___ Input rows
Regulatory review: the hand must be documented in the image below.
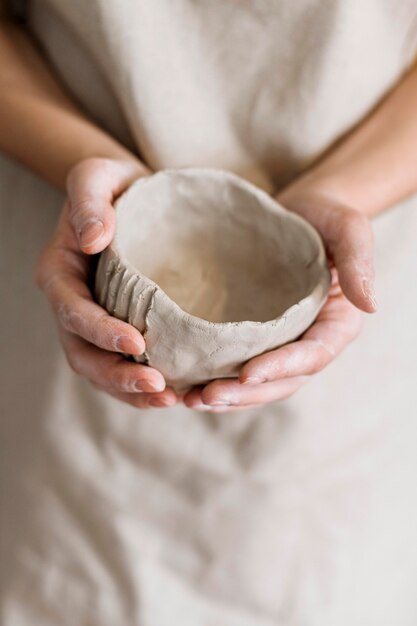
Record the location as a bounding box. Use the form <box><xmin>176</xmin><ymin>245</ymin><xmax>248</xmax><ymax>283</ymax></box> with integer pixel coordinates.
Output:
<box><xmin>184</xmin><ymin>183</ymin><xmax>376</xmax><ymax>412</ymax></box>
<box><xmin>36</xmin><ymin>158</ymin><xmax>177</xmax><ymax>408</ymax></box>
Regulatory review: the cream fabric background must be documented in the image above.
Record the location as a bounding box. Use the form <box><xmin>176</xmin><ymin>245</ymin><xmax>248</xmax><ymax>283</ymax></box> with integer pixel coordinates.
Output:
<box><xmin>0</xmin><ymin>0</ymin><xmax>417</xmax><ymax>626</ymax></box>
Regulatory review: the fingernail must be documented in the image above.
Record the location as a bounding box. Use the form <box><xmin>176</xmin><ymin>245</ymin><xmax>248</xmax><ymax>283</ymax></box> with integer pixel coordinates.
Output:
<box><xmin>115</xmin><ymin>335</ymin><xmax>145</xmax><ymax>354</ymax></box>
<box><xmin>79</xmin><ymin>218</ymin><xmax>104</xmax><ymax>247</ymax></box>
<box><xmin>149</xmin><ymin>398</ymin><xmax>170</xmax><ymax>408</ymax></box>
<box><xmin>362</xmin><ymin>278</ymin><xmax>378</xmax><ymax>310</ymax></box>
<box><xmin>142</xmin><ymin>380</ymin><xmax>165</xmax><ymax>392</ymax></box>
<box><xmin>188</xmin><ymin>404</ymin><xmax>211</xmax><ymax>411</ymax></box>
<box><xmin>239</xmin><ymin>376</ymin><xmax>268</xmax><ymax>385</ymax></box>
<box><xmin>210</xmin><ymin>397</ymin><xmax>234</xmax><ymax>406</ymax></box>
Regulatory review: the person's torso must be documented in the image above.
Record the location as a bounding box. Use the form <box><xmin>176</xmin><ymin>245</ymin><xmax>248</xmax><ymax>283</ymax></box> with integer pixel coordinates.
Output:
<box><xmin>24</xmin><ymin>0</ymin><xmax>417</xmax><ymax>189</ymax></box>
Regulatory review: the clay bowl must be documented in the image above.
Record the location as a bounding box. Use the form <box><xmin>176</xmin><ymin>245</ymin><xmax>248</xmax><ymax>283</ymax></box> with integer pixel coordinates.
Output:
<box><xmin>95</xmin><ymin>168</ymin><xmax>330</xmax><ymax>391</ymax></box>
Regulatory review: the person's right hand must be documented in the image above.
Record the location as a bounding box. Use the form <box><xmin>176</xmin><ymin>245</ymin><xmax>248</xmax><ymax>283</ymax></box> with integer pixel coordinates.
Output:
<box><xmin>36</xmin><ymin>158</ymin><xmax>178</xmax><ymax>408</ymax></box>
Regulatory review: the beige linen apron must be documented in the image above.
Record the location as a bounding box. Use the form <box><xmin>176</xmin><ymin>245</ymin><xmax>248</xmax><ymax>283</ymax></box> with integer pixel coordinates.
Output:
<box><xmin>0</xmin><ymin>0</ymin><xmax>417</xmax><ymax>626</ymax></box>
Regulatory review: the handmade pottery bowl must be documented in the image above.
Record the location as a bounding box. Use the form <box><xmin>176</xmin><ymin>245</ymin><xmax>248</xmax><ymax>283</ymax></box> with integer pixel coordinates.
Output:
<box><xmin>95</xmin><ymin>168</ymin><xmax>330</xmax><ymax>391</ymax></box>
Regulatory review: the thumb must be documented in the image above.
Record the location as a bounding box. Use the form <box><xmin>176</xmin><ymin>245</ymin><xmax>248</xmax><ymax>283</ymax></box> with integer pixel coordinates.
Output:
<box><xmin>326</xmin><ymin>209</ymin><xmax>377</xmax><ymax>313</ymax></box>
<box><xmin>67</xmin><ymin>158</ymin><xmax>147</xmax><ymax>254</ymax></box>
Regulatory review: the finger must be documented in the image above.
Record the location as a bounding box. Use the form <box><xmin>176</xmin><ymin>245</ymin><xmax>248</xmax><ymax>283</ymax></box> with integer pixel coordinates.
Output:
<box><xmin>67</xmin><ymin>159</ymin><xmax>145</xmax><ymax>254</ymax></box>
<box><xmin>184</xmin><ymin>376</ymin><xmax>309</xmax><ymax>410</ymax></box>
<box><xmin>327</xmin><ymin>209</ymin><xmax>377</xmax><ymax>313</ymax></box>
<box><xmin>239</xmin><ymin>286</ymin><xmax>361</xmax><ymax>385</ymax></box>
<box><xmin>92</xmin><ymin>383</ymin><xmax>177</xmax><ymax>409</ymax></box>
<box><xmin>41</xmin><ymin>271</ymin><xmax>145</xmax><ymax>355</ymax></box>
<box><xmin>61</xmin><ymin>331</ymin><xmax>167</xmax><ymax>395</ymax></box>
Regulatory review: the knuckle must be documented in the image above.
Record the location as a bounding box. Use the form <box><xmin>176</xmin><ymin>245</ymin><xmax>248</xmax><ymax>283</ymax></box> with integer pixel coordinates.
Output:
<box><xmin>66</xmin><ymin>350</ymin><xmax>83</xmax><ymax>376</ymax></box>
<box><xmin>56</xmin><ymin>304</ymin><xmax>78</xmax><ymax>332</ymax></box>
<box><xmin>91</xmin><ymin>312</ymin><xmax>117</xmax><ymax>349</ymax></box>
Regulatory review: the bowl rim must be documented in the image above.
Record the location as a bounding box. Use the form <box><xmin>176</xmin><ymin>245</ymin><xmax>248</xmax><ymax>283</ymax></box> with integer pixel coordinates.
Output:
<box><xmin>103</xmin><ymin>167</ymin><xmax>331</xmax><ymax>329</ymax></box>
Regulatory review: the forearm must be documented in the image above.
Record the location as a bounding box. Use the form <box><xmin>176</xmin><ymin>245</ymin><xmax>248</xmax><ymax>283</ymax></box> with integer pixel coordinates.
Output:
<box><xmin>0</xmin><ymin>18</ymin><xmax>138</xmax><ymax>188</ymax></box>
<box><xmin>282</xmin><ymin>61</ymin><xmax>417</xmax><ymax>217</ymax></box>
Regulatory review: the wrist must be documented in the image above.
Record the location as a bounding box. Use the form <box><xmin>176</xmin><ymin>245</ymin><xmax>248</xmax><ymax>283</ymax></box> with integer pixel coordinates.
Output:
<box><xmin>277</xmin><ymin>171</ymin><xmax>376</xmax><ymax>218</ymax></box>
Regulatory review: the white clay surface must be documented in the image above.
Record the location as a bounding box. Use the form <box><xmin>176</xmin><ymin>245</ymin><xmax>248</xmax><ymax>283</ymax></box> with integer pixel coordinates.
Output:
<box><xmin>96</xmin><ymin>169</ymin><xmax>330</xmax><ymax>389</ymax></box>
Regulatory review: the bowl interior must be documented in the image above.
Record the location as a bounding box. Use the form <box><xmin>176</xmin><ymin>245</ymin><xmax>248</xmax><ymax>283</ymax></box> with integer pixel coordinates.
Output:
<box><xmin>114</xmin><ymin>170</ymin><xmax>323</xmax><ymax>322</ymax></box>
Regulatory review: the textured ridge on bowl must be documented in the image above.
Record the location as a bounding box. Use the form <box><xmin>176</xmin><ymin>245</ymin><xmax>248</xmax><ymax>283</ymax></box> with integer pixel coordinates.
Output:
<box><xmin>95</xmin><ymin>168</ymin><xmax>330</xmax><ymax>390</ymax></box>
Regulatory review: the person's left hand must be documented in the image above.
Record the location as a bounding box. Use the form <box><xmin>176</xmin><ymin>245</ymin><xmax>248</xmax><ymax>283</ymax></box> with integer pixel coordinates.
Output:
<box><xmin>183</xmin><ymin>187</ymin><xmax>376</xmax><ymax>412</ymax></box>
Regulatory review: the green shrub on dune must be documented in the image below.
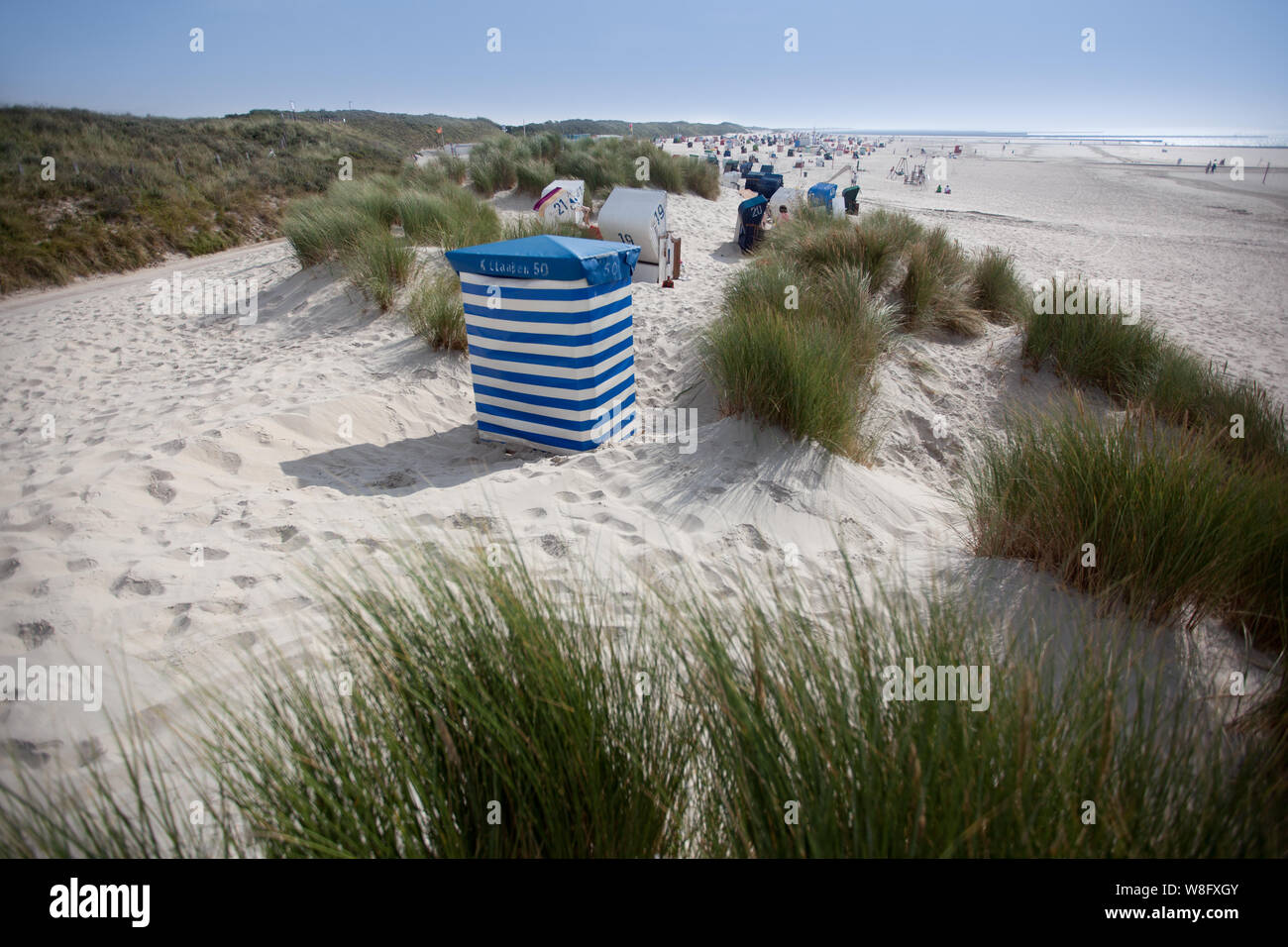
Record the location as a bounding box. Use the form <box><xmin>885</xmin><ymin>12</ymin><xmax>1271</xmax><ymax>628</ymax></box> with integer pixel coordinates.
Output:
<box><xmin>899</xmin><ymin>227</ymin><xmax>986</xmax><ymax>336</ymax></box>
<box><xmin>345</xmin><ymin>232</ymin><xmax>416</xmax><ymax>312</ymax></box>
<box><xmin>970</xmin><ymin>248</ymin><xmax>1033</xmax><ymax>326</ymax></box>
<box><xmin>969</xmin><ymin>414</ymin><xmax>1288</xmax><ymax>647</ymax></box>
<box><xmin>1022</xmin><ymin>288</ymin><xmax>1288</xmax><ymax>463</ymax></box>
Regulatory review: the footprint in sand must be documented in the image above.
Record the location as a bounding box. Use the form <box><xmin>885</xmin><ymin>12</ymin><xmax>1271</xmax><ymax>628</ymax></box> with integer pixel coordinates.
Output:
______
Stated exercise:
How many lines in the rows above contain the string "person"? Treat uppercase and lowercase as different, and reply with the number alone.

Complete answer:
3